Auckland students from five secondary schools have been rewarded for their entrepreneurial flare, passion and dedication to launching innovative businesses which they have built from the ground up.

Six teams of Year 12 and 13 students have been named as Auckland regional finalists in the Lion Foundation 2017 Young Enterprise Scheme (YES), and will go on to compete in the YES national finals in Wellington in December.

YES Auckland regional finalists for 2017 are:

  • Clear Free,- Rangitoto College (North Auckland)

A natural, multi-purpose spray to help teenagers suffering from the common skin disease, acne vulgaris, known as acne.

  • Easy Eats – Kings College (Central Auckland)

A recipe book called ‘The Munchies’ to help university students make easy, quick, healthy and affordable meals, with celebrity chefs also lending a hand.

  • Olelei – Henderson High School (West Auckland)

Supplying dairy free, almond goodness (milk, yoghurt, flour and ice cream products) to stores and customers all over New Zealand.

  • Quick Jandal – Ormiston Senior College (East Auckland)

A startup on-line food delivery service where customers use a mobile app to place orders at one of Quick Jandal’s signed up restaurants, or takeaway outlets.

  • Festivilia – Ormiston Senior College (East Auckland)

Created a hard-copy book called ‘A Year of Festivals’ exploring the unique festivals and celebrations which make New Zealand so diverse, educating youth about New Zealand’s multicultural society.

  • Foundry Collective – Westmount Auckland Campus (South Auckland)

-- -- --

* _What the exercise asks_
Continue the article on the 2017 Young Enterprise Scheme finalists in Auckland from its last line. The entries that follow have no connection to the article.

-- -- --

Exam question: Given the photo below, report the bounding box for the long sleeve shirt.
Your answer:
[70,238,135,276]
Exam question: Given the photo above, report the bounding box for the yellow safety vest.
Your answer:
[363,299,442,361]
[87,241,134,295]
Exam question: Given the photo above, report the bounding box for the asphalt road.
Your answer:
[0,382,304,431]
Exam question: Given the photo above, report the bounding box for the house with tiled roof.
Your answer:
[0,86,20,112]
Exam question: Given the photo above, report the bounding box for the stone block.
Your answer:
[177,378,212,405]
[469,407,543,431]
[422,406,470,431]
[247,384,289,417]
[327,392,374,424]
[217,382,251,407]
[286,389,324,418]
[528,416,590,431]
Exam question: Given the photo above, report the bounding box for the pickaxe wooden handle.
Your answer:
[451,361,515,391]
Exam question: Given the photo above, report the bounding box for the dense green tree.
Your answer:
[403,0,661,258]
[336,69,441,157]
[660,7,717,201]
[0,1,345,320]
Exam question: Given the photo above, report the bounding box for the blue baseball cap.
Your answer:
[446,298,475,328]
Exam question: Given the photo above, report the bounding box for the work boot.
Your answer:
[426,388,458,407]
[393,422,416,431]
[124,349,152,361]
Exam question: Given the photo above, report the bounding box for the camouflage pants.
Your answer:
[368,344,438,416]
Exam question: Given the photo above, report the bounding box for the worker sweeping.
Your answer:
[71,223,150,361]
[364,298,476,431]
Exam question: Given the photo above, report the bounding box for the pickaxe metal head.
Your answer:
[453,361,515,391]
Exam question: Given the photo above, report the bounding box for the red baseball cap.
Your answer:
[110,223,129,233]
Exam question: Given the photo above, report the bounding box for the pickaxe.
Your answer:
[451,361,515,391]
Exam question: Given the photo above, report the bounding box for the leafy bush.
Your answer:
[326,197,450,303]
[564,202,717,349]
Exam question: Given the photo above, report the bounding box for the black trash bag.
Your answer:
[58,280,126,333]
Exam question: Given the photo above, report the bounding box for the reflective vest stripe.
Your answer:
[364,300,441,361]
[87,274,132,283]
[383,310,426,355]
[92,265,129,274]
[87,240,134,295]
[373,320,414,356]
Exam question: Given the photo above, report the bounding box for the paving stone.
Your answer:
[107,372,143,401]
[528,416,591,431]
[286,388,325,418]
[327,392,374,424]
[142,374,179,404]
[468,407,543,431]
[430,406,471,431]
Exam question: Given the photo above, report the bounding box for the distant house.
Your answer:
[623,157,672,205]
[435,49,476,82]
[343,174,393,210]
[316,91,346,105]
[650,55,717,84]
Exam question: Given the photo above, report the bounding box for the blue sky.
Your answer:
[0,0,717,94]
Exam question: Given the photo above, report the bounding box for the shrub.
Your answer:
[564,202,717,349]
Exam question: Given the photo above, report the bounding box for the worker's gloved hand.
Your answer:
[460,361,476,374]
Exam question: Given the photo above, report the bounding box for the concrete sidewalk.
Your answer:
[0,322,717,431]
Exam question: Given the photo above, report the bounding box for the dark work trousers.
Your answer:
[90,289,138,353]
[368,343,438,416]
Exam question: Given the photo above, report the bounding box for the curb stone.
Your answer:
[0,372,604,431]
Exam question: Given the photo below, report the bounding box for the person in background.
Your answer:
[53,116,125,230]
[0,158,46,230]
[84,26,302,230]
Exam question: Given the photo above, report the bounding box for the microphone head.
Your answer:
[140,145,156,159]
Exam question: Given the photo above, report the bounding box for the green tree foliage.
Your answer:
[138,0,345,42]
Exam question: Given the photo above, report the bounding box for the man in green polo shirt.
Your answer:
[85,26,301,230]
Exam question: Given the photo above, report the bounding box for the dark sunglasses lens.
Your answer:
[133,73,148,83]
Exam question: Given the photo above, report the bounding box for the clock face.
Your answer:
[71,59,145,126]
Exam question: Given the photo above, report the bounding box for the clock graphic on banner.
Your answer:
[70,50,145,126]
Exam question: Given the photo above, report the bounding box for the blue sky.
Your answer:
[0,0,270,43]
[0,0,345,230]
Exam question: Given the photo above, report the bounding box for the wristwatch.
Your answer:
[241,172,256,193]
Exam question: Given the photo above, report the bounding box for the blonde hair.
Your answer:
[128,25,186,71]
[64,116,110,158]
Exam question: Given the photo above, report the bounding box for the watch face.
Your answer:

-- -- --

* _Task result_
An online marketplace for Kiwi artisans to sell their products. Developed by 21st Century New Zealanders with pride for the people and products which make our nation unique.

 

Auckland Tourism, Events and Economic Development (ATEED) facilitates YES in Auckland on behalf of the Young Enterprise Trust.

ATEED’s Acting General Manager of Business, Innovation and Skills, Pam Ford, praises the calibre of businesses created by YES students, and says developing entrepreneurial pathways for Auckland’s young people through programmes like YES is really important.

“YES works to develop young business people, teaching them to seek out opportunities and act on them, and enabling students to experience the value of innovative thinking and cultivate enterprising attributes.

“Young people are our future workforce, and they play a pivotal role in transforming and growing Auckland’s economy, so supporting them is important,” Pam Ford says.

One hundred and eighty four schools from 21 regions across New Zealand took place in YES this year. In Auckland, 1,400 students from 56 schools are participating this year.